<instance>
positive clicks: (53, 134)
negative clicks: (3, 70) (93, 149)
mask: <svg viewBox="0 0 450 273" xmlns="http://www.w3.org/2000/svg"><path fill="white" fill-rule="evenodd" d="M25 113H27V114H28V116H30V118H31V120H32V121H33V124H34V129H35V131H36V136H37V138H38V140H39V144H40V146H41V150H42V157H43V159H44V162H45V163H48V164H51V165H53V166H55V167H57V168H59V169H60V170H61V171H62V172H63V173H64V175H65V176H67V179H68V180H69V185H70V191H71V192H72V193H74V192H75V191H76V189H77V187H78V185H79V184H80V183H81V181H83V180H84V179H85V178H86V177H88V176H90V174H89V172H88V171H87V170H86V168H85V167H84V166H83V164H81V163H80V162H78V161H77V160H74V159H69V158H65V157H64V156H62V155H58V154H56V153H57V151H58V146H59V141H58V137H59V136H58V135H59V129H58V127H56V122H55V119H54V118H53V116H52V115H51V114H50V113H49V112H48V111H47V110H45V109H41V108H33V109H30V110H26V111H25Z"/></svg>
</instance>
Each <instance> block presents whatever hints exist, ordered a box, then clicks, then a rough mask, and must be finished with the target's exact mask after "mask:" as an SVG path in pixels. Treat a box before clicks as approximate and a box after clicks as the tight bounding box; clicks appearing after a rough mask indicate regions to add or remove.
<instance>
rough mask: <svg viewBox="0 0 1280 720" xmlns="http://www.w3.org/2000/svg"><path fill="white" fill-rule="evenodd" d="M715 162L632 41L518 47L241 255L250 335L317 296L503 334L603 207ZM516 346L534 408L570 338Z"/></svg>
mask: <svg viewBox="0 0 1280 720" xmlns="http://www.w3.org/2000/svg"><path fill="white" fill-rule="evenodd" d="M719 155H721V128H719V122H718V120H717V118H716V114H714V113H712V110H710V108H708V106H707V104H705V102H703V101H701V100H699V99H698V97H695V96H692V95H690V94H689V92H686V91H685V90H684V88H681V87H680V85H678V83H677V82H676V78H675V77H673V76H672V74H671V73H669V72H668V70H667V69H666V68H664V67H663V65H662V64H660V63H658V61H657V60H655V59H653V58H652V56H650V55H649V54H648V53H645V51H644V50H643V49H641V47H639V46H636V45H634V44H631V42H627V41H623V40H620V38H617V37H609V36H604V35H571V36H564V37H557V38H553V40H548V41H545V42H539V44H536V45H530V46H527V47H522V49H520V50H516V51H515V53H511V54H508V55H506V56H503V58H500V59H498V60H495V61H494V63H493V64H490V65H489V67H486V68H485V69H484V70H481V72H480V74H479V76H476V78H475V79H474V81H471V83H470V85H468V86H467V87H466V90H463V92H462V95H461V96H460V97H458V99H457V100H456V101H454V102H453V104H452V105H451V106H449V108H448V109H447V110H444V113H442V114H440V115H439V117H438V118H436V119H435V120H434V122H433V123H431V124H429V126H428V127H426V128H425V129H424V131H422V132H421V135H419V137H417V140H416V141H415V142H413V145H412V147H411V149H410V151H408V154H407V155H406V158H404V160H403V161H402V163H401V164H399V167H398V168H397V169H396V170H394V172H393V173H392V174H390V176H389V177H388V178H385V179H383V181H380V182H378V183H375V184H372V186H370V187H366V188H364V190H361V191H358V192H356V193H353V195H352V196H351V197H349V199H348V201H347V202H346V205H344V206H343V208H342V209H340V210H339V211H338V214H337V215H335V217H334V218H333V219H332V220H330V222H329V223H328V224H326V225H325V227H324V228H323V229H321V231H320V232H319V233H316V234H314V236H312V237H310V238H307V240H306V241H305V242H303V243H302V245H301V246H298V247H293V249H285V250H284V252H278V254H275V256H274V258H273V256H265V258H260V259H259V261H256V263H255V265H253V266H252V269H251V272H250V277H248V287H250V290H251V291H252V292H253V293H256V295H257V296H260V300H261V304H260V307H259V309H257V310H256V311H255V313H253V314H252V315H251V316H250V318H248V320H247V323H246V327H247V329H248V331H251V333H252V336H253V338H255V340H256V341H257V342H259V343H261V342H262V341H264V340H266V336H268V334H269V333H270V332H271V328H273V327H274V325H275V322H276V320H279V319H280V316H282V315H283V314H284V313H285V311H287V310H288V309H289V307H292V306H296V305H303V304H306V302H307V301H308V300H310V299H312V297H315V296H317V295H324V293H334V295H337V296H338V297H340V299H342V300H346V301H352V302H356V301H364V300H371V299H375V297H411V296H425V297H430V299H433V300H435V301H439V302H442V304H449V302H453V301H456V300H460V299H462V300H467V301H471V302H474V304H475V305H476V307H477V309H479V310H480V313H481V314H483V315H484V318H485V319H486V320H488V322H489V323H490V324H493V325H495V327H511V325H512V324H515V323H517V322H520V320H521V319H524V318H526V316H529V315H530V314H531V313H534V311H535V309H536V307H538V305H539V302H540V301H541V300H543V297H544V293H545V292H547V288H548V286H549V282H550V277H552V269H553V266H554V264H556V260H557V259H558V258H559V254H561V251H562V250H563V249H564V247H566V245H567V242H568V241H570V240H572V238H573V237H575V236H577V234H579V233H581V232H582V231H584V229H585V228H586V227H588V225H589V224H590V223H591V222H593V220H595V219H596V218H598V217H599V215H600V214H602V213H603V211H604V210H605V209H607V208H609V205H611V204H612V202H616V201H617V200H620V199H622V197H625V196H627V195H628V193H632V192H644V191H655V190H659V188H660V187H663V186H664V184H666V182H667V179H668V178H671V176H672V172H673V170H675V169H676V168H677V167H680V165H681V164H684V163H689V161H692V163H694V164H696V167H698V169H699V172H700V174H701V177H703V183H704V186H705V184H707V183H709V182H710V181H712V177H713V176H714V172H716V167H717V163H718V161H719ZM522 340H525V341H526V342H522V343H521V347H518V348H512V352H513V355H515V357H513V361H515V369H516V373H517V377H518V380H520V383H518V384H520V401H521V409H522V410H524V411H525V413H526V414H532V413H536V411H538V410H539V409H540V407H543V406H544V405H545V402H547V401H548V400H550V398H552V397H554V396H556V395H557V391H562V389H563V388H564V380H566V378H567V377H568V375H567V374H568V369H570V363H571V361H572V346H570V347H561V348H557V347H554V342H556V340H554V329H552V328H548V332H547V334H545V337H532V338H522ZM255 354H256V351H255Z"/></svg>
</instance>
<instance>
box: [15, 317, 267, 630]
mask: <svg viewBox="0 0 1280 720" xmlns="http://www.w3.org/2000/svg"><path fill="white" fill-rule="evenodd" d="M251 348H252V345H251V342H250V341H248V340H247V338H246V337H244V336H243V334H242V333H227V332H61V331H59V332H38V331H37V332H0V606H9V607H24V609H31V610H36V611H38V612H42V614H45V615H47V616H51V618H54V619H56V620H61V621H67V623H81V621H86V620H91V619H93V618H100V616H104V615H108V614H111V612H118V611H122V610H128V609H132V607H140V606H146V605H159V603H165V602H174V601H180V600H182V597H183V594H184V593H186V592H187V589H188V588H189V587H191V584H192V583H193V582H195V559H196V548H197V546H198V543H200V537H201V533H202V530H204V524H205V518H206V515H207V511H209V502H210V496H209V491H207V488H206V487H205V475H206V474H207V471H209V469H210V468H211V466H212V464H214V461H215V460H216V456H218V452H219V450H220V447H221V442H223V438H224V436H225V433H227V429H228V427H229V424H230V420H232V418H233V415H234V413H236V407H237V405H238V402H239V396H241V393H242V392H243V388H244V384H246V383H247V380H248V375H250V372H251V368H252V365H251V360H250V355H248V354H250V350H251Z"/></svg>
-=-=-
▸ EXERCISE OBJECTIVE: Reproduce the listing above line for line, with no changes.

▸ RESULT BELOW:
<instance>
positive clicks: (53, 134)
negative clicks: (3, 70) (93, 149)
mask: <svg viewBox="0 0 450 273" xmlns="http://www.w3.org/2000/svg"><path fill="white" fill-rule="evenodd" d="M25 113H27V114H28V116H30V118H31V120H32V121H33V124H34V129H35V131H36V136H37V138H38V140H39V144H40V146H41V150H42V157H43V159H44V162H45V163H48V164H51V165H53V166H55V167H57V168H59V169H60V170H61V171H62V172H63V173H64V175H65V176H67V179H68V180H69V185H70V191H71V192H72V193H74V192H75V191H76V189H77V187H78V185H79V184H80V183H81V181H83V180H84V179H85V178H86V177H88V176H90V174H89V172H88V171H87V170H86V168H85V167H84V166H83V164H81V163H80V162H78V161H77V160H74V159H69V158H65V157H64V156H62V155H58V154H56V153H57V151H58V146H59V141H58V137H59V136H58V135H59V129H58V127H56V122H55V119H54V118H53V116H52V115H51V114H50V113H49V112H48V111H47V110H45V109H41V108H33V109H30V110H26V111H25Z"/></svg>
</instance>
Each <instance> block presents whatever hints exist, ordered a box, then clicks, then a rough mask, and must be finished with the target's exact mask after "mask:" as an SVG path in pixels. Treat a box before clicks as approximate and a box after clicks as the tight bounding box; clicks appearing after a rough mask indicate regions to add or remove.
<instance>
rough mask: <svg viewBox="0 0 1280 720" xmlns="http://www.w3.org/2000/svg"><path fill="white" fill-rule="evenodd" d="M715 162L632 41L518 47L241 255L250 335L317 296L503 334L603 207ZM516 346L534 408L570 338Z"/></svg>
mask: <svg viewBox="0 0 1280 720" xmlns="http://www.w3.org/2000/svg"><path fill="white" fill-rule="evenodd" d="M719 155H721V128H719V122H718V120H717V118H716V114H714V113H712V110H710V108H708V106H707V104H705V102H703V101H701V100H699V99H698V97H695V96H692V95H690V94H689V92H686V91H685V90H684V88H681V87H680V85H678V83H677V82H676V78H675V77H673V76H672V74H671V73H669V72H668V70H667V69H666V68H664V67H663V65H662V64H660V63H658V61H657V60H655V59H653V58H652V56H650V55H649V54H648V53H645V51H644V50H643V49H641V47H639V46H636V45H634V44H631V42H627V41H623V40H620V38H617V37H609V36H604V35H571V36H564V37H557V38H553V40H548V41H545V42H539V44H536V45H530V46H527V47H522V49H520V50H516V51H515V53H511V54H508V55H506V56H503V58H500V59H498V60H495V61H494V63H493V64H490V65H489V67H486V68H485V69H484V70H481V72H480V74H479V76H476V78H475V79H474V81H471V83H470V85H468V86H467V87H466V90H463V92H462V95H461V96H460V97H458V99H457V100H456V101H454V102H453V104H452V105H451V106H449V108H448V109H447V110H444V113H442V114H440V115H439V117H438V118H436V119H435V120H434V122H433V123H431V124H429V126H428V127H426V128H425V129H424V131H422V132H421V135H419V137H417V140H416V141H415V142H413V145H412V147H411V149H410V151H408V154H407V155H406V158H404V160H403V161H402V163H401V164H399V167H398V168H397V169H396V170H394V172H393V173H392V174H390V176H389V177H388V178H385V179H383V181H380V182H378V183H375V184H372V186H370V187H366V188H364V190H361V191H358V192H356V193H353V195H352V196H351V197H349V199H348V201H347V202H346V205H344V206H343V208H342V209H340V210H339V211H338V214H337V215H335V217H334V218H333V219H332V220H330V222H329V223H328V224H326V225H325V227H324V228H323V229H321V231H320V232H319V233H316V234H314V236H312V237H310V238H307V240H306V241H305V242H303V243H302V245H301V246H298V247H293V249H285V250H284V252H278V254H275V256H274V258H273V256H265V258H260V259H259V261H256V263H255V265H253V266H252V269H251V272H250V277H248V287H250V290H251V291H252V292H253V293H256V295H257V296H260V300H261V304H260V307H259V309H257V310H256V311H255V313H253V314H252V315H251V316H250V318H248V320H247V323H246V327H247V329H248V331H251V333H252V336H253V338H255V340H256V341H257V342H259V343H261V342H262V341H264V340H266V336H268V334H269V333H270V332H271V328H273V327H274V325H275V322H276V320H279V319H280V316H282V315H283V314H284V313H285V311H287V310H288V309H289V307H292V306H296V305H303V304H306V302H307V301H308V300H310V299H312V297H315V296H317V295H324V293H334V295H337V296H338V297H340V299H342V300H346V301H352V302H356V301H364V300H371V299H375V297H411V296H425V297H430V299H433V300H435V301H439V302H442V304H449V302H453V301H456V300H460V299H462V300H467V301H471V302H474V304H475V305H476V307H477V309H479V310H480V313H481V314H483V315H484V318H485V319H486V320H488V322H489V323H490V324H493V325H495V327H511V325H512V324H515V323H517V322H520V320H521V319H524V318H526V316H529V315H530V314H531V313H534V311H535V309H536V307H538V305H539V302H540V301H541V300H543V297H544V293H545V292H547V288H548V286H549V282H550V277H552V269H553V266H554V264H556V260H557V259H558V258H559V254H561V251H562V250H563V249H564V247H566V245H567V242H568V241H570V240H572V238H573V237H575V236H577V234H579V233H581V232H582V231H584V229H585V228H586V227H588V225H589V224H590V223H591V222H593V220H595V219H596V218H598V217H599V215H600V214H602V213H603V211H604V210H605V209H607V208H609V205H611V204H612V202H616V201H617V200H620V199H622V197H625V196H627V195H628V193H632V192H644V191H655V190H659V188H660V187H663V186H664V184H666V182H667V179H668V178H671V176H672V172H673V170H675V169H676V168H677V167H680V165H681V164H684V163H689V161H692V163H694V164H696V167H698V169H699V172H700V174H701V177H703V183H704V186H705V184H707V183H709V182H710V181H712V177H713V176H714V172H716V167H717V163H718V161H719ZM522 340H525V341H526V342H522V343H521V347H518V348H512V352H513V355H515V357H513V361H515V369H516V373H517V377H518V380H520V383H518V384H520V401H521V409H522V410H524V411H525V413H526V414H532V413H536V411H538V410H539V409H540V407H543V406H544V405H545V402H547V401H548V400H550V398H552V397H554V396H556V395H557V391H562V389H563V388H564V380H566V378H567V377H568V375H567V374H568V369H570V363H571V361H572V346H570V347H561V348H557V347H554V342H556V340H554V329H552V328H548V332H547V334H545V337H532V338H522ZM255 354H256V351H255Z"/></svg>
</instance>
<instance>
box: [15, 317, 267, 630]
mask: <svg viewBox="0 0 1280 720" xmlns="http://www.w3.org/2000/svg"><path fill="white" fill-rule="evenodd" d="M251 348H252V345H251V342H250V341H248V340H247V338H246V337H244V336H243V334H242V333H227V332H61V331H59V332H38V331H37V332H0V606H9V607H24V609H31V610H36V611H38V612H42V614H45V615H47V616H51V618H54V619H56V620H61V621H67V623H81V621H86V620H91V619H93V618H100V616H104V615H108V614H111V612H118V611H122V610H128V609H132V607H140V606H146V605H159V603H165V602H174V601H180V600H182V597H183V594H184V593H186V592H187V589H188V588H189V587H191V584H192V583H193V582H195V559H196V548H197V546H198V543H200V537H201V533H202V530H204V524H205V518H206V515H207V511H209V502H210V496H209V491H207V488H206V487H205V475H206V474H207V471H209V469H210V468H211V466H212V464H214V461H215V460H216V456H218V452H219V450H220V447H221V442H223V438H224V436H225V433H227V429H228V427H229V424H230V420H232V418H233V415H234V413H236V407H237V405H238V402H239V396H241V393H242V392H243V388H244V384H246V383H247V380H248V375H250V372H251V368H252V365H251V360H250V355H248V354H250V350H251Z"/></svg>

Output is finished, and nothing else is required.